- [What the task requires]:
Decide whether each statement agrees with the Reddit article below, answering yes or no and quoting the words from the article that settle it. (a) Reddit always knows the full names of its users. (b) Huffman co-founded the website in 2005 with Alexis Ohanian. (c) Huffman spoke at a conference held in San Francisco.

------ Given text ------

Reddit CEO Says Tech Scandals Proved Him Right on User Data
(Bloomberg) -- Reddit Inc., the news aggregator and discussion forum website, doesn’t always know the full names, genders or other identifying information about its users. That might not be the most lucrative way to build an advertising business, but Chief Executive Officer Steve Huffman feels vindicated.
Larger technology peers, including Facebook Inc. and Alphabet Inc.’s Google, are facing regulation and government scrutiny over how they use, and profit from, the personal data of billions of people. Reddit, meanwhile, is serving up ads alongside its popular user forums, which are segmented by interest and run the gamut from beauty tips to politics.
Reddit “exists because we didn’t build a business that’s predicated on harvesting and selling your personal data,” Huffman said at Bloomberg’s Sooner Than You Think conference in New York.
The only downside? Reddit still has “a long way to go” before it can withstand the pressures of public markets, Huffman said.
Huffman has hinted previously that an IPO could be in Reddit’s future. But now, “we look at our peers and we look at what’s going on with the market -- I want to make sure if we do something like that, that we can continue to maintain the courage of our convictions,” said Huffman, who is better known as “spez” on the website he co-founded in 2005 with Alexis Ohanian.

------ Supplied material ------

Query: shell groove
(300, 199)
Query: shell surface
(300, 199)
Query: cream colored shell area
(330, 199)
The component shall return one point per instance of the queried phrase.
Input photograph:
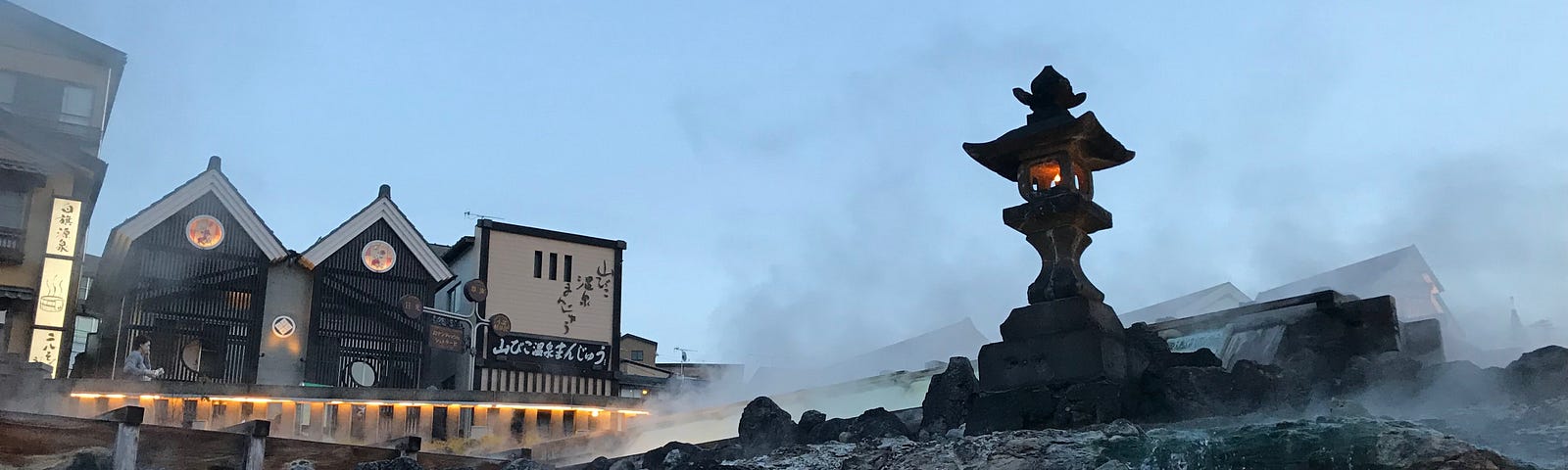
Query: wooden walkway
(25, 438)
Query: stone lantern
(1063, 357)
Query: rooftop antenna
(684, 359)
(469, 215)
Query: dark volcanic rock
(1541, 373)
(830, 430)
(392, 464)
(764, 427)
(808, 420)
(1196, 392)
(679, 456)
(877, 423)
(949, 397)
(530, 464)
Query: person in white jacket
(137, 365)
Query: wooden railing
(125, 443)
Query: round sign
(204, 232)
(475, 290)
(282, 326)
(501, 325)
(378, 256)
(413, 306)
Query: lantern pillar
(1063, 359)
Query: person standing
(137, 364)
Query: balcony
(12, 243)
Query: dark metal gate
(201, 307)
(360, 336)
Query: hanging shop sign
(543, 350)
(475, 290)
(284, 326)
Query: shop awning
(21, 294)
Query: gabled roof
(1209, 300)
(208, 182)
(1360, 276)
(383, 209)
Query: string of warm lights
(522, 406)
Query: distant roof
(63, 35)
(457, 250)
(1209, 300)
(1358, 278)
(18, 157)
(640, 339)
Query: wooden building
(553, 317)
(190, 273)
(370, 281)
(57, 90)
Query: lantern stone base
(1060, 364)
(1055, 406)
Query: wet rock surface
(392, 464)
(764, 427)
(1330, 443)
(949, 397)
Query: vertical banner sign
(46, 349)
(55, 284)
(54, 294)
(63, 224)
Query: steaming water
(1258, 345)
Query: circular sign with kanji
(282, 326)
(204, 232)
(378, 256)
(501, 325)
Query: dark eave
(553, 235)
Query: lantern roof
(1082, 138)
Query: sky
(789, 174)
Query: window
(13, 209)
(75, 106)
(7, 88)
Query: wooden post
(373, 423)
(530, 427)
(203, 414)
(289, 419)
(342, 419)
(318, 420)
(125, 436)
(256, 433)
(557, 423)
(502, 425)
(454, 422)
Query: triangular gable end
(214, 182)
(380, 211)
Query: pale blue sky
(789, 174)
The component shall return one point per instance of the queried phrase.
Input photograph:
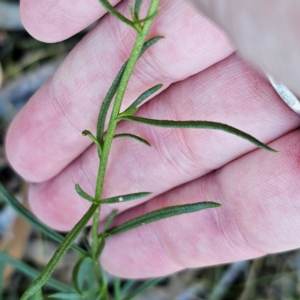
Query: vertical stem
(113, 119)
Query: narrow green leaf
(137, 7)
(27, 215)
(62, 249)
(100, 247)
(201, 125)
(150, 43)
(113, 89)
(160, 214)
(110, 219)
(31, 272)
(137, 138)
(83, 194)
(140, 21)
(145, 95)
(128, 112)
(115, 13)
(124, 198)
(92, 137)
(74, 296)
(37, 296)
(117, 288)
(75, 274)
(143, 287)
(106, 103)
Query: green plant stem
(114, 119)
(61, 250)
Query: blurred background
(24, 65)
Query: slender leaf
(62, 249)
(113, 89)
(145, 95)
(37, 296)
(115, 13)
(27, 215)
(140, 21)
(75, 274)
(83, 194)
(106, 103)
(150, 43)
(160, 214)
(32, 273)
(117, 288)
(137, 7)
(74, 296)
(143, 287)
(102, 236)
(125, 198)
(100, 247)
(133, 136)
(200, 125)
(110, 219)
(93, 138)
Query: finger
(46, 135)
(54, 21)
(259, 215)
(229, 92)
(265, 32)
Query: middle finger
(229, 92)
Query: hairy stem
(140, 40)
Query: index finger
(266, 32)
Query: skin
(203, 79)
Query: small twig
(10, 16)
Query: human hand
(266, 32)
(258, 189)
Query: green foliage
(161, 214)
(62, 249)
(199, 125)
(145, 95)
(27, 215)
(135, 137)
(103, 141)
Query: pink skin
(258, 190)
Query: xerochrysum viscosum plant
(103, 141)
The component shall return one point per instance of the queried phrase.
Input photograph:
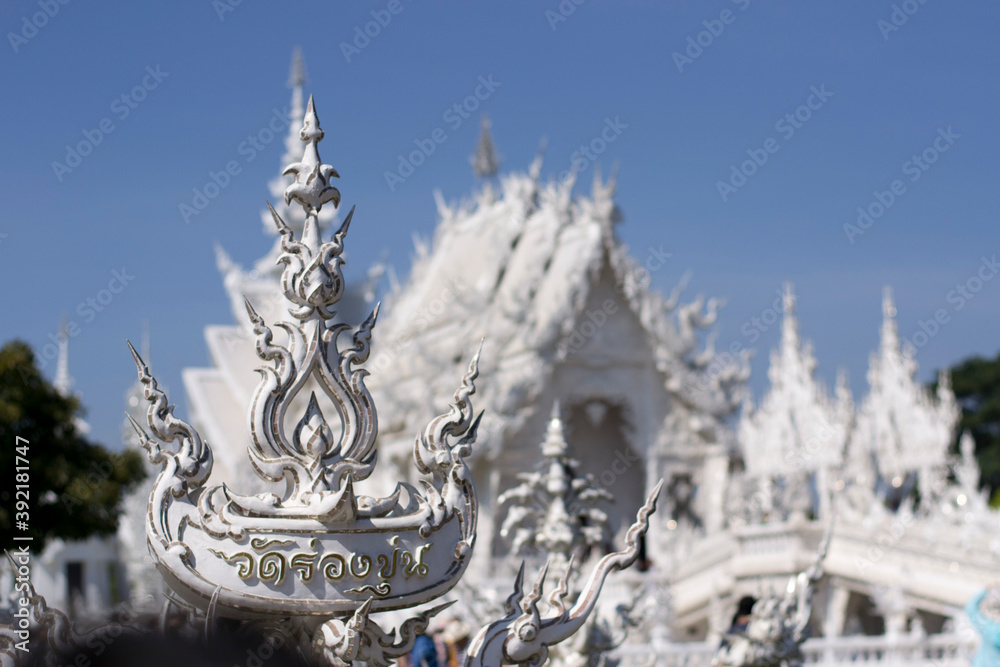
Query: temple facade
(566, 317)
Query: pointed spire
(312, 186)
(890, 334)
(63, 382)
(485, 162)
(790, 324)
(297, 73)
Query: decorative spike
(512, 602)
(278, 221)
(209, 627)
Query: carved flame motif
(328, 549)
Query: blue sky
(214, 73)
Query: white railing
(952, 650)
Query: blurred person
(984, 612)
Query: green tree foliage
(976, 382)
(75, 487)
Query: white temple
(568, 318)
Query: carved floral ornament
(314, 547)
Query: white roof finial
(485, 162)
(63, 382)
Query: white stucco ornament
(312, 559)
(313, 546)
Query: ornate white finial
(555, 439)
(312, 186)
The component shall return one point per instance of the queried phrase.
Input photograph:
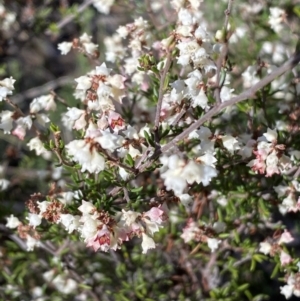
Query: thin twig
(289, 65)
(223, 53)
(43, 89)
(161, 89)
(70, 18)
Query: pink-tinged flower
(12, 222)
(65, 47)
(258, 164)
(287, 290)
(115, 121)
(34, 219)
(117, 81)
(86, 207)
(31, 243)
(155, 214)
(285, 258)
(213, 244)
(45, 102)
(265, 247)
(37, 145)
(101, 240)
(83, 83)
(147, 243)
(190, 231)
(6, 121)
(285, 238)
(23, 123)
(6, 87)
(129, 217)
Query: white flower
(86, 155)
(147, 243)
(287, 290)
(110, 141)
(271, 135)
(186, 200)
(34, 219)
(45, 102)
(37, 145)
(103, 6)
(213, 244)
(64, 47)
(74, 118)
(86, 207)
(31, 243)
(83, 83)
(230, 143)
(6, 87)
(70, 222)
(265, 248)
(276, 19)
(6, 121)
(63, 285)
(4, 184)
(129, 217)
(90, 48)
(12, 222)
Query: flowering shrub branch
(152, 153)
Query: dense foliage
(150, 150)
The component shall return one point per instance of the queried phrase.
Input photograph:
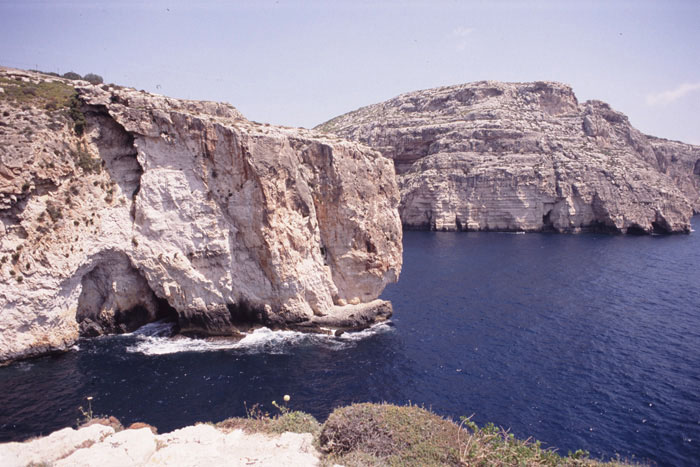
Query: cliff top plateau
(119, 207)
(526, 157)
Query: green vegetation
(384, 434)
(52, 94)
(387, 435)
(92, 78)
(72, 75)
(258, 421)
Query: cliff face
(526, 156)
(119, 207)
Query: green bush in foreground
(384, 434)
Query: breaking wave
(154, 339)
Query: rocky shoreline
(493, 156)
(356, 435)
(119, 208)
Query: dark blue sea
(581, 341)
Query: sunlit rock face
(160, 207)
(526, 157)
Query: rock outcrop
(193, 445)
(119, 207)
(526, 157)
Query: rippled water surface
(581, 341)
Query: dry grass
(52, 94)
(258, 421)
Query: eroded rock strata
(526, 157)
(119, 207)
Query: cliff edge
(120, 207)
(526, 157)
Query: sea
(587, 341)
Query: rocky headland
(355, 435)
(526, 157)
(119, 207)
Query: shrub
(384, 434)
(258, 421)
(92, 78)
(72, 75)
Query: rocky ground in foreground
(526, 157)
(357, 435)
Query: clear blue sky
(300, 63)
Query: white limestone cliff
(164, 207)
(526, 156)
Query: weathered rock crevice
(185, 210)
(116, 149)
(115, 298)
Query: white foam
(157, 328)
(262, 340)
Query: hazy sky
(300, 63)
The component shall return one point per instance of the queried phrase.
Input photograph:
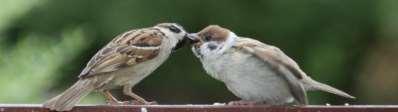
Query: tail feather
(66, 100)
(314, 85)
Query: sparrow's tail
(66, 100)
(314, 85)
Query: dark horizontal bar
(203, 108)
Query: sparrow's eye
(207, 38)
(174, 29)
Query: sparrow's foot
(244, 102)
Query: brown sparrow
(125, 61)
(257, 73)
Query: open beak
(187, 39)
(193, 38)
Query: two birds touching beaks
(256, 72)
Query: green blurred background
(349, 44)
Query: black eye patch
(174, 29)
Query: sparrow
(125, 61)
(256, 72)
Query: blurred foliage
(345, 43)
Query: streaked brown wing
(279, 62)
(127, 49)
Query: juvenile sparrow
(257, 73)
(125, 61)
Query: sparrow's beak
(182, 42)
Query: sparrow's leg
(245, 102)
(110, 99)
(127, 90)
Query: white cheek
(205, 51)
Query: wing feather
(127, 49)
(280, 63)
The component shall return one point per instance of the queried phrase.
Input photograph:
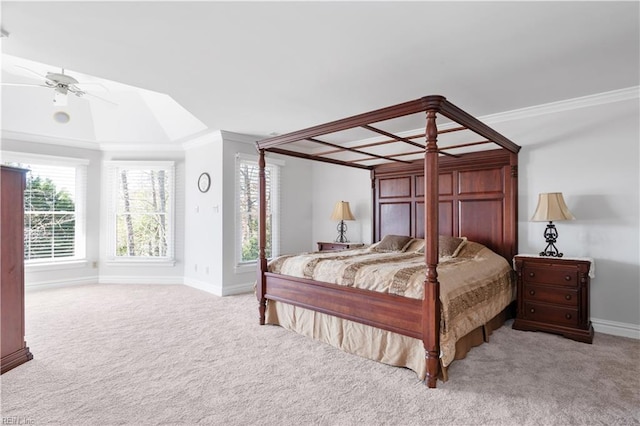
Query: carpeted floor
(173, 355)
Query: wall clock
(204, 182)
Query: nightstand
(337, 246)
(553, 296)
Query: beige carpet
(171, 355)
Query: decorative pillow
(416, 245)
(448, 246)
(391, 243)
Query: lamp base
(342, 229)
(550, 235)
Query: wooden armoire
(14, 348)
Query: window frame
(80, 195)
(112, 182)
(276, 167)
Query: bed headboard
(478, 199)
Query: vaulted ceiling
(273, 67)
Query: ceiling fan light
(59, 98)
(61, 117)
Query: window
(248, 211)
(141, 210)
(54, 221)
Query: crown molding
(202, 138)
(565, 105)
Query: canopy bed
(420, 190)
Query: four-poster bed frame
(433, 185)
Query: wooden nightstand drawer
(546, 294)
(553, 296)
(550, 275)
(550, 314)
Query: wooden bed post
(262, 243)
(431, 301)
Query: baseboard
(616, 328)
(208, 287)
(232, 289)
(217, 289)
(128, 279)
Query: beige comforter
(474, 286)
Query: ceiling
(273, 67)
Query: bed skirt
(370, 342)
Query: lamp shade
(551, 206)
(341, 211)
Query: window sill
(141, 262)
(55, 266)
(244, 268)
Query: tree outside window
(143, 214)
(248, 210)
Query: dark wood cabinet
(322, 246)
(14, 348)
(553, 296)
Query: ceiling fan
(62, 84)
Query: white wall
(203, 215)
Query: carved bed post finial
(262, 239)
(431, 301)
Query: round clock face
(204, 182)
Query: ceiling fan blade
(100, 98)
(31, 71)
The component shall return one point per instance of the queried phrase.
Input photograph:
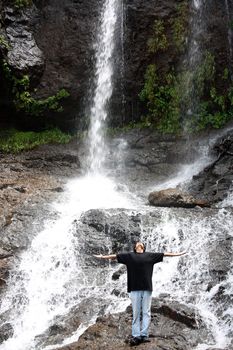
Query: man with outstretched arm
(139, 281)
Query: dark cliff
(53, 43)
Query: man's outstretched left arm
(107, 257)
(175, 254)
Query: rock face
(215, 181)
(174, 198)
(24, 55)
(53, 42)
(115, 330)
(28, 183)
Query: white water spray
(103, 90)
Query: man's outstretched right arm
(106, 257)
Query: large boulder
(173, 197)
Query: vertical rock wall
(53, 42)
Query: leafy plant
(158, 41)
(24, 101)
(16, 141)
(162, 98)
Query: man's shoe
(134, 341)
(144, 339)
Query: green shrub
(162, 98)
(24, 101)
(14, 141)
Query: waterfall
(52, 276)
(193, 59)
(230, 32)
(103, 90)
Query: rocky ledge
(28, 183)
(173, 326)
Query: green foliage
(180, 26)
(159, 40)
(162, 98)
(24, 101)
(14, 141)
(20, 4)
(4, 43)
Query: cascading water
(230, 32)
(193, 59)
(103, 90)
(52, 276)
(49, 279)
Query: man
(139, 281)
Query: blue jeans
(141, 302)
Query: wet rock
(28, 183)
(64, 326)
(97, 228)
(24, 55)
(168, 331)
(6, 331)
(175, 198)
(215, 181)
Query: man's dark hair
(134, 247)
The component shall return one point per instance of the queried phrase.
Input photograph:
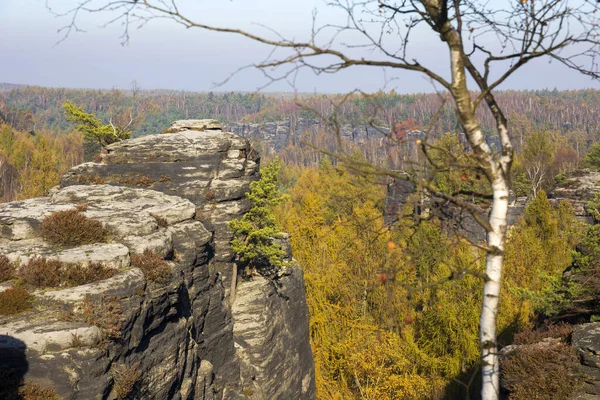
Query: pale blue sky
(165, 55)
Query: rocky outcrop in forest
(147, 330)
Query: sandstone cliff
(172, 194)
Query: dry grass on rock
(154, 267)
(7, 269)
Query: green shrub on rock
(254, 234)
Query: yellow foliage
(370, 339)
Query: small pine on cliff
(255, 231)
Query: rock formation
(171, 194)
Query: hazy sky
(165, 55)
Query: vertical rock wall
(186, 338)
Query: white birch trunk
(490, 365)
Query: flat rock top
(131, 216)
(584, 183)
(196, 124)
(181, 145)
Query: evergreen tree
(92, 128)
(254, 233)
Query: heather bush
(41, 273)
(106, 314)
(541, 371)
(72, 228)
(14, 300)
(557, 331)
(125, 379)
(153, 265)
(75, 275)
(7, 269)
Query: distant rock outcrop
(171, 194)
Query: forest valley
(393, 313)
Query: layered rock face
(279, 134)
(172, 194)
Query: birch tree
(485, 43)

------

- [Result for this task]:
(a) No: "doesn’t always know the full names, genders or other identifying information about its users"
(b) Yes: "the website he co-founded in 2005 with Alexis Ohanian"
(c) No: "Bloomberg’s Sooner Than You Think conference in New York"